- Materials provided
----------
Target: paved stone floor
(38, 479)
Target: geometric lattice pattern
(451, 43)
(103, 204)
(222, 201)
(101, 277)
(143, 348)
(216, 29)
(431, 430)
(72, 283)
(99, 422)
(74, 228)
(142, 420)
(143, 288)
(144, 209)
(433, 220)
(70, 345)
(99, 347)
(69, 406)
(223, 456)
----------
- Short problem
Please switch "lattice" to "grid" and write out all of the material above again, leaving everything else unchanged.

- The reply
Target: paved stone floor
(38, 479)
Target: geometric grid pattern
(451, 43)
(103, 204)
(222, 201)
(101, 277)
(143, 348)
(216, 29)
(431, 430)
(72, 283)
(99, 422)
(74, 228)
(142, 420)
(143, 288)
(144, 209)
(433, 220)
(70, 345)
(99, 347)
(69, 406)
(223, 456)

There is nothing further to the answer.